##### Supplied material #####

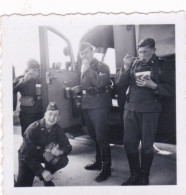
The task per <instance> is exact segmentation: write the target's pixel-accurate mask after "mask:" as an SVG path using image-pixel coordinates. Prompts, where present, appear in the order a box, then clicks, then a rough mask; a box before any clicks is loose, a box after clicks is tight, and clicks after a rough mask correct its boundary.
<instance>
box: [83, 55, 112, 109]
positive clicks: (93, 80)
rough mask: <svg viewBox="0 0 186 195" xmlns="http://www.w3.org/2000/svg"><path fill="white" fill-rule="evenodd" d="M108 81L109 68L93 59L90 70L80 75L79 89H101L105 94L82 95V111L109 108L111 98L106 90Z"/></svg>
mask: <svg viewBox="0 0 186 195" xmlns="http://www.w3.org/2000/svg"><path fill="white" fill-rule="evenodd" d="M109 80H110V70H109V67H108V66H107V65H105V64H103V63H101V62H99V61H98V60H97V59H94V60H93V61H92V62H91V64H90V68H88V69H87V70H86V71H85V72H84V73H83V74H82V75H81V88H82V91H83V90H88V89H91V88H96V89H103V90H105V92H103V93H99V94H96V95H88V94H87V95H82V109H94V108H107V107H110V106H111V98H110V94H109V92H108V91H107V90H106V88H107V86H108V83H109Z"/></svg>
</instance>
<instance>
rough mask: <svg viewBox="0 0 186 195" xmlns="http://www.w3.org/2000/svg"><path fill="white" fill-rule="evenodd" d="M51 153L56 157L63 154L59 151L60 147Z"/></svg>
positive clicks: (61, 152)
mask: <svg viewBox="0 0 186 195" xmlns="http://www.w3.org/2000/svg"><path fill="white" fill-rule="evenodd" d="M51 153H52V154H53V155H54V156H60V155H62V154H63V151H61V150H60V149H59V146H57V147H54V148H53V149H52V150H51Z"/></svg>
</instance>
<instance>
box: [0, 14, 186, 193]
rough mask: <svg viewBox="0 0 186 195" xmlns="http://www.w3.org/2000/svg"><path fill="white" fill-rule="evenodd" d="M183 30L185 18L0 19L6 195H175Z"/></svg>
mask: <svg viewBox="0 0 186 195" xmlns="http://www.w3.org/2000/svg"><path fill="white" fill-rule="evenodd" d="M183 24H184V15H183V13H170V14H163V13H156V14H149V15H143V14H131V15H125V14H118V15H114V14H110V15H107V14H95V15H81V14H77V15H76V14H74V15H65V16H60V15H54V14H53V15H48V16H42V15H35V16H32V15H25V16H21V15H12V16H3V17H1V33H2V56H1V60H2V72H3V74H2V86H3V88H2V94H3V101H2V102H3V116H4V118H3V134H4V136H3V171H4V173H3V176H4V184H3V188H4V192H5V194H34V193H37V192H39V193H44V194H52V193H64V194H68V193H72V194H74V193H78V194H80V193H82V192H84V193H85V192H86V193H90V194H91V193H100V194H109V193H111V194H113V193H116V194H120V193H121V194H122V193H124V192H129V191H130V190H132V191H131V192H130V193H131V194H133V193H135V189H136V190H138V191H139V192H140V191H143V193H144V194H153V193H157V192H161V193H163V192H164V191H166V193H169V192H168V191H167V188H168V186H169V188H170V187H171V188H172V189H171V190H172V192H175V191H176V190H177V192H179V189H178V187H179V186H180V185H182V184H183V181H182V179H183V178H182V173H183V171H185V170H186V169H182V165H183V163H181V165H179V163H180V161H181V160H183V162H185V156H184V154H183V153H182V151H181V150H178V146H179V148H180V147H184V143H183V140H184V135H185V134H184V126H183V125H181V122H182V119H183V118H184V116H182V117H181V118H179V114H178V113H179V112H182V106H181V102H183V101H184V91H185V88H184V82H180V81H179V79H181V77H182V76H183V72H184V68H183V67H184V52H185V51H184V48H185V47H184V45H183V44H184V25H183ZM181 48H182V49H181ZM178 82H179V84H178ZM180 89H182V90H180ZM182 113H183V114H184V112H182ZM182 149H183V148H182ZM178 154H179V155H178ZM181 155H183V156H182V157H181V158H182V159H180V156H181ZM180 169H182V170H180ZM183 174H184V173H183ZM149 186H150V188H149ZM150 190H151V192H150ZM171 190H170V193H171ZM163 194H165V193H163Z"/></svg>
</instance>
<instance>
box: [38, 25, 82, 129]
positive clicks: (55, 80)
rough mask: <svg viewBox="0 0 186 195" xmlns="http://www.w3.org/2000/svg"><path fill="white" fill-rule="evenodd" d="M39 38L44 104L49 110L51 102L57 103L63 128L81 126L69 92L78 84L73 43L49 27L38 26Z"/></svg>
mask: <svg viewBox="0 0 186 195" xmlns="http://www.w3.org/2000/svg"><path fill="white" fill-rule="evenodd" d="M39 37H40V60H41V77H42V87H41V89H42V101H43V107H44V109H46V107H47V105H48V102H49V101H52V102H56V103H57V105H58V106H59V109H60V111H61V119H60V122H59V124H60V125H61V126H62V127H63V128H69V127H72V126H77V125H80V122H81V121H80V112H79V109H78V108H77V107H75V106H74V104H73V98H72V97H71V96H70V95H71V94H70V93H68V92H69V91H68V89H69V88H70V87H73V86H76V85H78V84H79V76H78V72H77V71H75V69H76V65H75V61H74V54H73V51H72V46H71V43H70V41H69V40H68V39H67V38H66V37H65V36H64V35H63V34H62V33H60V32H58V31H57V30H55V29H54V28H52V27H48V26H40V27H39ZM66 89H67V90H66ZM66 92H67V93H66Z"/></svg>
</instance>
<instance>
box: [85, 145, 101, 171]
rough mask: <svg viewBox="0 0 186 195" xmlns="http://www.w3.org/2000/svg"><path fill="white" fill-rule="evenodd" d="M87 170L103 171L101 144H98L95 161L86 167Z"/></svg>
mask: <svg viewBox="0 0 186 195" xmlns="http://www.w3.org/2000/svg"><path fill="white" fill-rule="evenodd" d="M84 168H85V169H86V170H101V151H100V147H99V144H96V155H95V161H94V162H92V163H91V164H88V165H86V166H85V167H84Z"/></svg>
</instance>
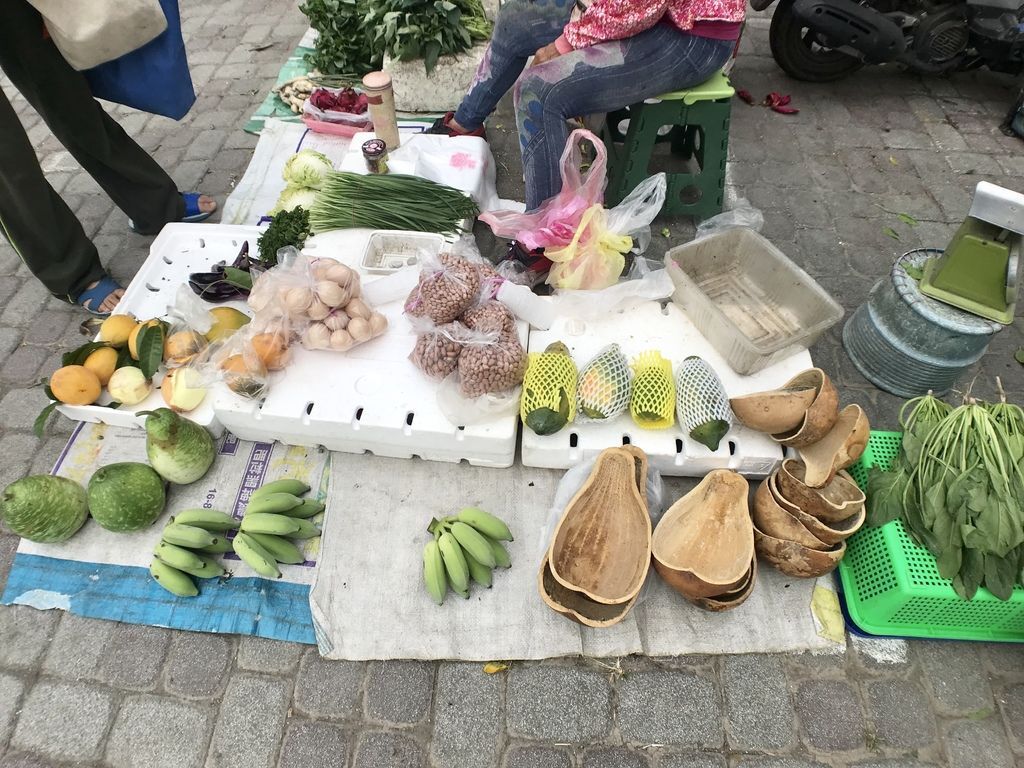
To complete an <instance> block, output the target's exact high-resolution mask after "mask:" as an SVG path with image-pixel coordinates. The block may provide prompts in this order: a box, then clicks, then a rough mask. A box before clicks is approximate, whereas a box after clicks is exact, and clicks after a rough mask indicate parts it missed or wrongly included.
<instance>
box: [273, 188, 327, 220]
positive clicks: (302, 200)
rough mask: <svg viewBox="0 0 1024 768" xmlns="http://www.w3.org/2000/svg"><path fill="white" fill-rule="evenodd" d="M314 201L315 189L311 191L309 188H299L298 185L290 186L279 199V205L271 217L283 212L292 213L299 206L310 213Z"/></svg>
mask: <svg viewBox="0 0 1024 768" xmlns="http://www.w3.org/2000/svg"><path fill="white" fill-rule="evenodd" d="M314 200H316V190H315V189H310V188H309V187H308V186H299V185H298V184H289V185H288V186H286V187H285V188H284V189H282V191H281V196H280V197H279V198H278V204H276V205H275V206H274V207H273V210H272V211H270V215H271V216H272V215H273V214H275V213H281V212H282V211H291V210H293V209H295V208H298V207H299V206H302V207H303V208H305V209H306V210H307V211H308V210H309V209H310V208H311V207H312V205H313V201H314Z"/></svg>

#####

Produce only the lines from the line containing "box: [83, 55, 112, 109]" through the line containing "153L56 157L63 154L59", inclusive of both, exactly as they stand in the entries above.

[Task result]
box: [83, 55, 112, 109]
positive clicks: (93, 80)
rough mask: <svg viewBox="0 0 186 195" xmlns="http://www.w3.org/2000/svg"><path fill="white" fill-rule="evenodd" d="M108 81L109 68L93 59L90 70L80 75L79 89H101L105 94L82 95V111L109 108L111 98L106 90Z"/></svg>
mask: <svg viewBox="0 0 186 195" xmlns="http://www.w3.org/2000/svg"><path fill="white" fill-rule="evenodd" d="M109 80H110V70H109V67H108V66H107V65H105V64H103V63H101V62H99V61H98V60H97V59H94V60H93V61H92V62H91V64H90V68H88V69H87V70H86V71H85V72H84V73H83V74H82V75H81V88H82V91H83V90H88V89H91V88H96V89H103V90H105V92H103V93H99V94H96V95H88V94H87V95H82V109H94V108H107V107H110V106H111V98H110V94H109V92H108V91H107V90H106V88H107V86H108V83H109Z"/></svg>
</instance>
<instance>
rough mask: <svg viewBox="0 0 186 195" xmlns="http://www.w3.org/2000/svg"><path fill="white" fill-rule="evenodd" d="M51 153L56 157L63 154L59 151L60 147Z"/></svg>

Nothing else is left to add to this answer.